» **WORK TO BE COMPLETED**
Please copy out every line in the records below that contains the word "holding".

-- start --

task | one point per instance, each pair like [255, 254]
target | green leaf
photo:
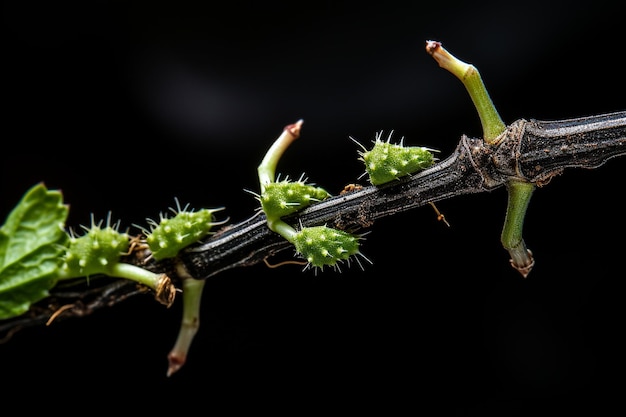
[32, 241]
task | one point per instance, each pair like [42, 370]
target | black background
[126, 105]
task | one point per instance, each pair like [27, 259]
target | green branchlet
[320, 245]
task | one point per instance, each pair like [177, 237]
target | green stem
[267, 168]
[190, 323]
[492, 124]
[519, 194]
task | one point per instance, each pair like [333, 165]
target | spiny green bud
[322, 245]
[96, 252]
[386, 161]
[285, 197]
[171, 235]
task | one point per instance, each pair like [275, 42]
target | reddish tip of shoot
[294, 128]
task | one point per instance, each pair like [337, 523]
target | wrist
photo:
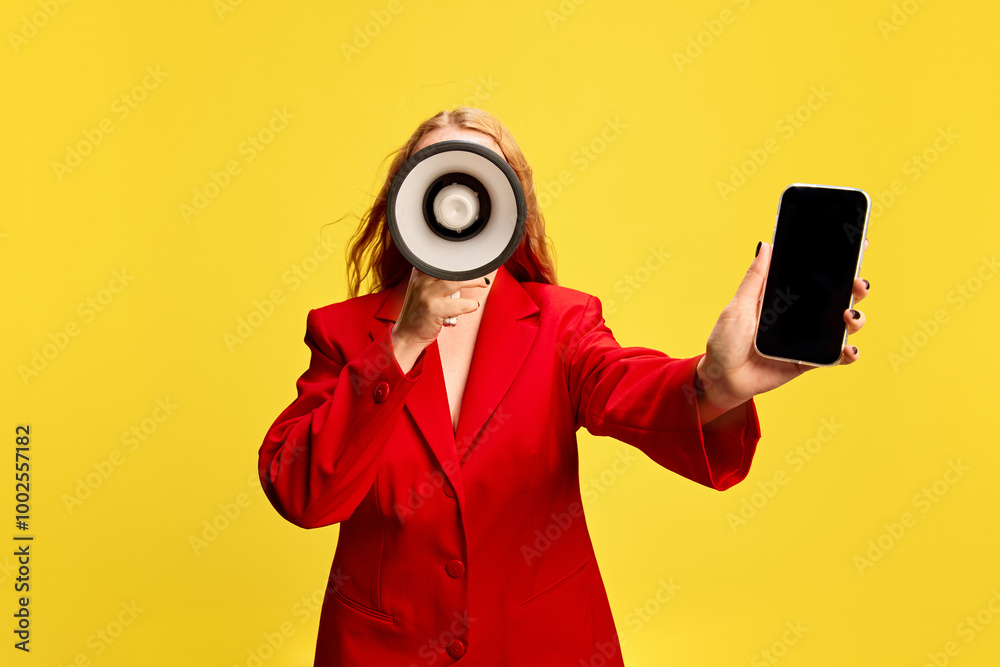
[710, 388]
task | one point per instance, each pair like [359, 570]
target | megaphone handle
[452, 321]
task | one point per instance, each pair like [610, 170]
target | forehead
[457, 134]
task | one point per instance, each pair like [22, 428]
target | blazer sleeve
[647, 399]
[320, 457]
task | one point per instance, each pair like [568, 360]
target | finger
[451, 286]
[753, 281]
[861, 288]
[453, 307]
[850, 355]
[855, 320]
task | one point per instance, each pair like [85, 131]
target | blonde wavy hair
[372, 254]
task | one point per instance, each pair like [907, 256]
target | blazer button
[456, 649]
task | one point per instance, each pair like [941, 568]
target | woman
[448, 454]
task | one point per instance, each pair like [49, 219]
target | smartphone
[816, 253]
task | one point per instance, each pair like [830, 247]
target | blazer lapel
[427, 403]
[506, 332]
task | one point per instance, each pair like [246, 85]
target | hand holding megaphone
[428, 304]
[456, 211]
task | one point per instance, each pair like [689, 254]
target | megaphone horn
[456, 210]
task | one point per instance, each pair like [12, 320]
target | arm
[320, 457]
[649, 400]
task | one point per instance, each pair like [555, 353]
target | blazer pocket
[562, 582]
[357, 606]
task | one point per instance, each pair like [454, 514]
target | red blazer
[471, 546]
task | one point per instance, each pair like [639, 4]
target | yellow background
[558, 74]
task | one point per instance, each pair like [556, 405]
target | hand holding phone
[816, 254]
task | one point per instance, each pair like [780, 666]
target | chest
[456, 345]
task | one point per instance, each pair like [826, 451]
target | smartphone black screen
[817, 243]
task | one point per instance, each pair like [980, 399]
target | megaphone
[456, 210]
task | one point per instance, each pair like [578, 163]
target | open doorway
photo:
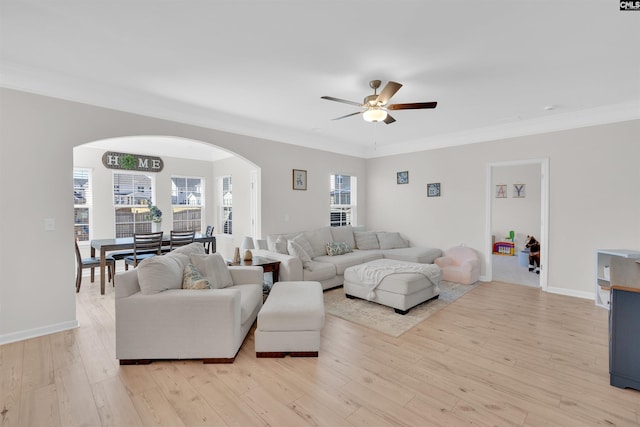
[517, 201]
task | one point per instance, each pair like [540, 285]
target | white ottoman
[290, 320]
[401, 290]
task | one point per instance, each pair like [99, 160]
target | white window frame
[88, 205]
[177, 207]
[144, 225]
[336, 180]
[226, 205]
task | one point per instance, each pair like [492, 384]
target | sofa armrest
[245, 275]
[290, 266]
[126, 283]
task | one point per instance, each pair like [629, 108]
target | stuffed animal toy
[534, 253]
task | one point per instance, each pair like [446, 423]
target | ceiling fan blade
[389, 90]
[348, 115]
[412, 106]
[344, 101]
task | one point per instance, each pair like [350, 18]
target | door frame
[544, 216]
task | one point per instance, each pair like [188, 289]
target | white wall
[594, 196]
[522, 215]
[37, 138]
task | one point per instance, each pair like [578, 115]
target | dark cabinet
[624, 337]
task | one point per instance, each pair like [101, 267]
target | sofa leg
[135, 361]
[281, 354]
[218, 360]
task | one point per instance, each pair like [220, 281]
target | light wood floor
[501, 355]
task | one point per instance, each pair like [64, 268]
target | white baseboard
[38, 332]
[571, 293]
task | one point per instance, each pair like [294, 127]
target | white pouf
[291, 320]
[401, 291]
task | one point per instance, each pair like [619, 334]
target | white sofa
[329, 269]
[207, 324]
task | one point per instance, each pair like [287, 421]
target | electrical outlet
[49, 224]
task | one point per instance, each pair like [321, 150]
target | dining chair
[207, 245]
[180, 238]
[145, 245]
[92, 263]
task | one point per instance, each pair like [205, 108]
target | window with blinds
[342, 198]
[226, 203]
[132, 196]
[187, 203]
[82, 204]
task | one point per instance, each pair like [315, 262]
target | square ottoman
[397, 284]
[291, 320]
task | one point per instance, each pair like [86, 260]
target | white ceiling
[497, 68]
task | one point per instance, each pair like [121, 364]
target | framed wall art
[433, 189]
[402, 177]
[519, 191]
[501, 191]
[299, 179]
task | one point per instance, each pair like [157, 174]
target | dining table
[122, 243]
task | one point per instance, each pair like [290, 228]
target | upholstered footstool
[291, 320]
[397, 284]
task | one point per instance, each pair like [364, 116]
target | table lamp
[247, 245]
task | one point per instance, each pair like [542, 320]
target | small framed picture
[433, 189]
[501, 191]
[402, 177]
[299, 179]
[519, 191]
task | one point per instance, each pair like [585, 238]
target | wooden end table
[269, 265]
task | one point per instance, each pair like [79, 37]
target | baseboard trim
[571, 293]
[38, 332]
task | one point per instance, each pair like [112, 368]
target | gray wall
[594, 196]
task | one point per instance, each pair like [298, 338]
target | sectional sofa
[322, 254]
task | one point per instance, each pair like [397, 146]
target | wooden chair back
[181, 238]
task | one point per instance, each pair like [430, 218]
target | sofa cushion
[366, 240]
[192, 279]
[304, 243]
[297, 250]
[213, 268]
[318, 271]
[344, 234]
[391, 240]
[250, 298]
[338, 248]
[415, 254]
[318, 240]
[160, 273]
[348, 260]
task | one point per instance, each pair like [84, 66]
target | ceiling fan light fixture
[374, 114]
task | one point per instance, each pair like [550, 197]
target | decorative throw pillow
[192, 279]
[366, 240]
[391, 240]
[343, 234]
[160, 273]
[338, 248]
[297, 250]
[304, 243]
[213, 268]
[277, 243]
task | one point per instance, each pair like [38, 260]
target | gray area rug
[385, 319]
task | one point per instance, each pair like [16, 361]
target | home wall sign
[132, 162]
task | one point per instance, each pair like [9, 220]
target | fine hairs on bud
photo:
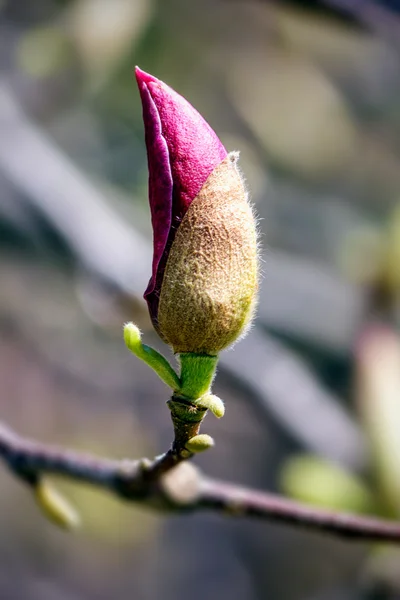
[210, 282]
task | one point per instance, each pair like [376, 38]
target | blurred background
[309, 93]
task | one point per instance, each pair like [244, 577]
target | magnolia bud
[202, 291]
[208, 290]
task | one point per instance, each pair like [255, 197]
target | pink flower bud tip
[182, 151]
[204, 273]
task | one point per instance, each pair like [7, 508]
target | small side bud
[213, 403]
[151, 357]
[199, 443]
[55, 507]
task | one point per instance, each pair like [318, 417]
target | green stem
[151, 357]
[197, 374]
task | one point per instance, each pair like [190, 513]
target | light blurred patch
[44, 51]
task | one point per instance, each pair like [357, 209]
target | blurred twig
[182, 489]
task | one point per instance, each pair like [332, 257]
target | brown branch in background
[182, 489]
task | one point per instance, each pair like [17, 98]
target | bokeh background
[309, 93]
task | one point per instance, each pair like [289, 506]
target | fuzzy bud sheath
[201, 295]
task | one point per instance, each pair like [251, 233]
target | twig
[183, 489]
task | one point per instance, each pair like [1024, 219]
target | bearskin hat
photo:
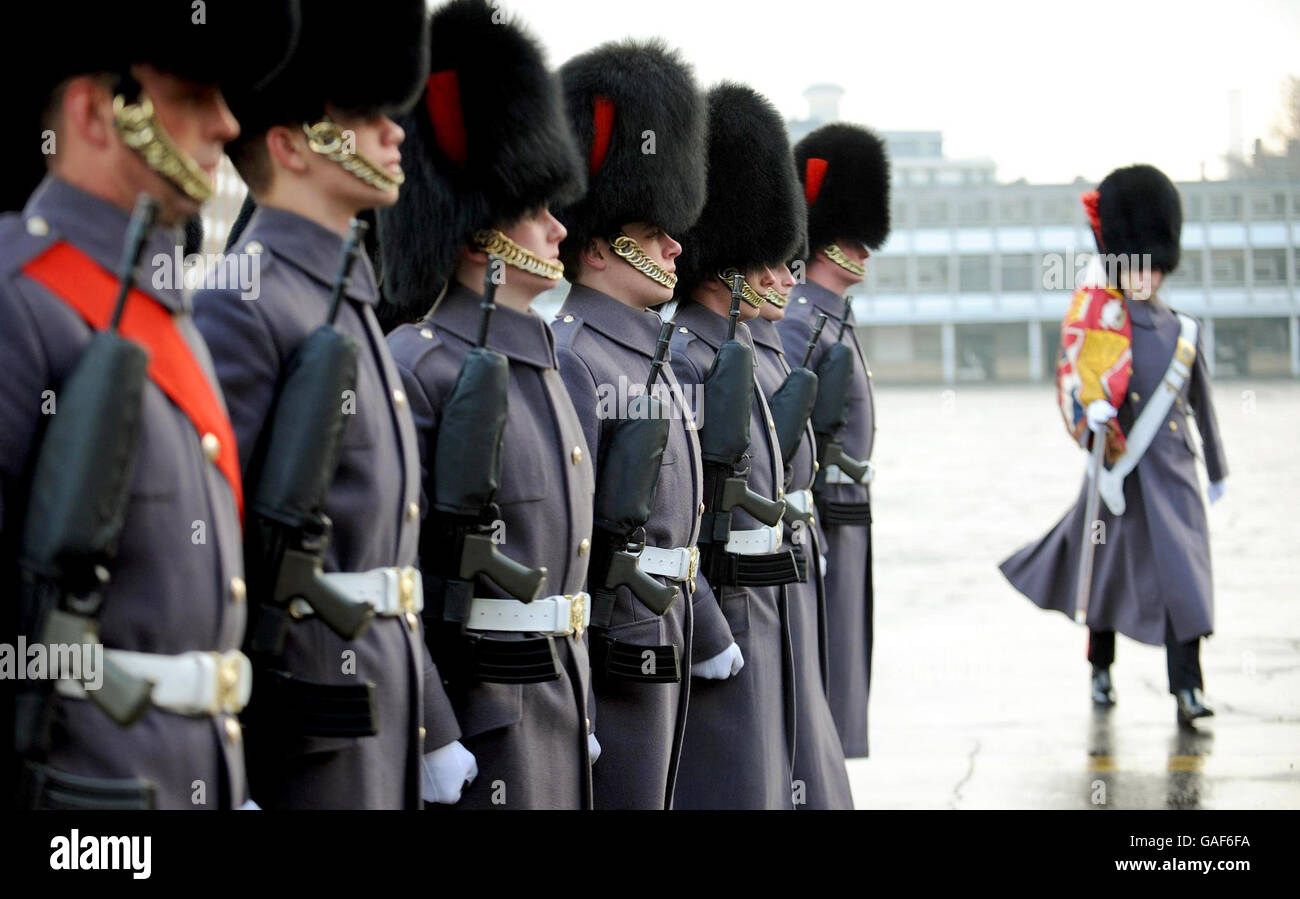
[845, 176]
[754, 212]
[364, 65]
[486, 143]
[1140, 213]
[641, 130]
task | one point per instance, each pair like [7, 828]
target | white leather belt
[835, 474]
[677, 564]
[189, 683]
[390, 591]
[551, 616]
[800, 500]
[757, 542]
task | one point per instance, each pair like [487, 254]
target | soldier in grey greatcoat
[845, 177]
[130, 103]
[1151, 577]
[338, 720]
[606, 339]
[489, 150]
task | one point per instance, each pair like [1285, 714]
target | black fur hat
[1140, 213]
[200, 46]
[363, 65]
[485, 144]
[845, 176]
[754, 212]
[620, 98]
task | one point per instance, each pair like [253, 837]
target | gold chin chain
[746, 292]
[631, 251]
[326, 139]
[494, 243]
[839, 257]
[146, 135]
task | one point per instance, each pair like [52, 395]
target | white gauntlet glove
[723, 665]
[443, 773]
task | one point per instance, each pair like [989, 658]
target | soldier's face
[761, 279]
[196, 120]
[540, 233]
[658, 246]
[781, 282]
[378, 139]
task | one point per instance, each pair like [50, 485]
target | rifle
[290, 531]
[831, 412]
[456, 541]
[728, 395]
[77, 508]
[624, 498]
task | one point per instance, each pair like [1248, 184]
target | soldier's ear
[287, 148]
[596, 255]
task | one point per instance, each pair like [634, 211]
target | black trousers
[1183, 660]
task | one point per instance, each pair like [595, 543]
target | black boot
[1103, 691]
[1191, 706]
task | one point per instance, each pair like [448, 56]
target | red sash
[91, 290]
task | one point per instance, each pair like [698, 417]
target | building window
[1270, 266]
[973, 212]
[1227, 268]
[1017, 272]
[1225, 207]
[931, 274]
[975, 274]
[931, 213]
[1015, 211]
[891, 274]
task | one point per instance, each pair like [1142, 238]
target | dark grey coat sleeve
[1203, 407]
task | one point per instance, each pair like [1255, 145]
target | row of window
[1022, 272]
[1065, 208]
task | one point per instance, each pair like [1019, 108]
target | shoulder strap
[91, 290]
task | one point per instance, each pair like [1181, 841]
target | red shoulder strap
[91, 290]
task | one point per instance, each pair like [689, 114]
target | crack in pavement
[970, 772]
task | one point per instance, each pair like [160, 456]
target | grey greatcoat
[820, 777]
[529, 739]
[848, 547]
[737, 751]
[169, 593]
[605, 351]
[373, 506]
[1155, 564]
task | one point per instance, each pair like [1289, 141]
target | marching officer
[489, 152]
[845, 177]
[1151, 574]
[740, 741]
[336, 721]
[820, 777]
[619, 256]
[131, 105]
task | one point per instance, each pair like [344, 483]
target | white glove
[1217, 490]
[1099, 413]
[723, 665]
[443, 773]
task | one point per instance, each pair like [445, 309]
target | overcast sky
[1048, 90]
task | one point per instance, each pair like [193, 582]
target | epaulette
[24, 239]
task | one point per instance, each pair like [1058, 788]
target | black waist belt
[843, 515]
[635, 661]
[50, 789]
[729, 569]
[293, 706]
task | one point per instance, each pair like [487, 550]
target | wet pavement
[980, 700]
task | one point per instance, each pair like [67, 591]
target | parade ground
[980, 700]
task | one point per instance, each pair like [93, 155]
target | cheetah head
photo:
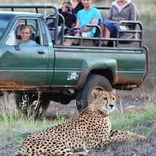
[104, 101]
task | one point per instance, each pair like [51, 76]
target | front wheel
[93, 82]
[31, 105]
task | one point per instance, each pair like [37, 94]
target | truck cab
[46, 71]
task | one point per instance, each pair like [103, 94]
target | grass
[140, 122]
[14, 127]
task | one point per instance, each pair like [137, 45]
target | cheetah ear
[114, 91]
[94, 93]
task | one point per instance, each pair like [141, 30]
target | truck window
[33, 24]
[4, 20]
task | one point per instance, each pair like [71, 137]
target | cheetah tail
[19, 153]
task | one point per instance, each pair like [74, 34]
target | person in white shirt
[25, 33]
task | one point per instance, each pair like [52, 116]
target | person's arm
[110, 14]
[133, 12]
[94, 21]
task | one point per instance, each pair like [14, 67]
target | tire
[31, 105]
[83, 97]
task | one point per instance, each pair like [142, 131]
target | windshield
[4, 20]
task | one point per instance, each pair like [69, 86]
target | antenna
[45, 10]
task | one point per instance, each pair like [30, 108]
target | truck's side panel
[131, 64]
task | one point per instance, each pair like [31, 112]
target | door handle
[40, 52]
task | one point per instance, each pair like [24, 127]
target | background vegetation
[14, 127]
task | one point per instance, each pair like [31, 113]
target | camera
[68, 8]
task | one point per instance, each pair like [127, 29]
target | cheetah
[91, 129]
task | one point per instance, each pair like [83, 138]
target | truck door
[25, 64]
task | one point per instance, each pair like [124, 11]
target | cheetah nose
[111, 106]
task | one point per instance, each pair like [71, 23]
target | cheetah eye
[113, 98]
[105, 98]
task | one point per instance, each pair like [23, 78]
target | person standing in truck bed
[88, 15]
[120, 10]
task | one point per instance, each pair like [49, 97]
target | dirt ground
[146, 93]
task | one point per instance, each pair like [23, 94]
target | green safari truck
[45, 72]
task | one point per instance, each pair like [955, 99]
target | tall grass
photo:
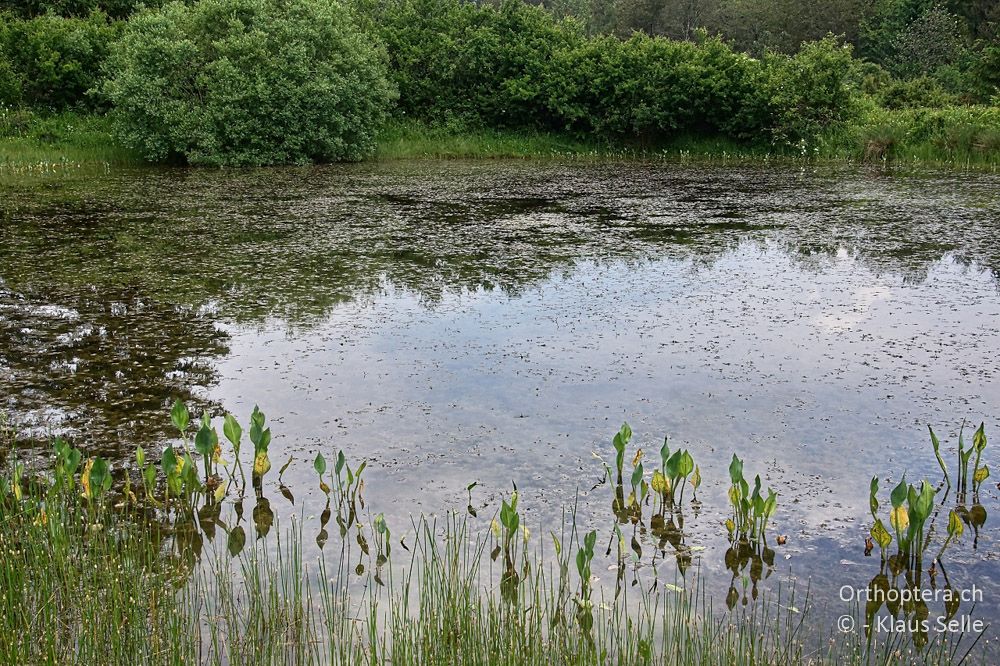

-- end --

» **RESULT FOR THIS TASK**
target | hand holding megaphone
target | hand holding phone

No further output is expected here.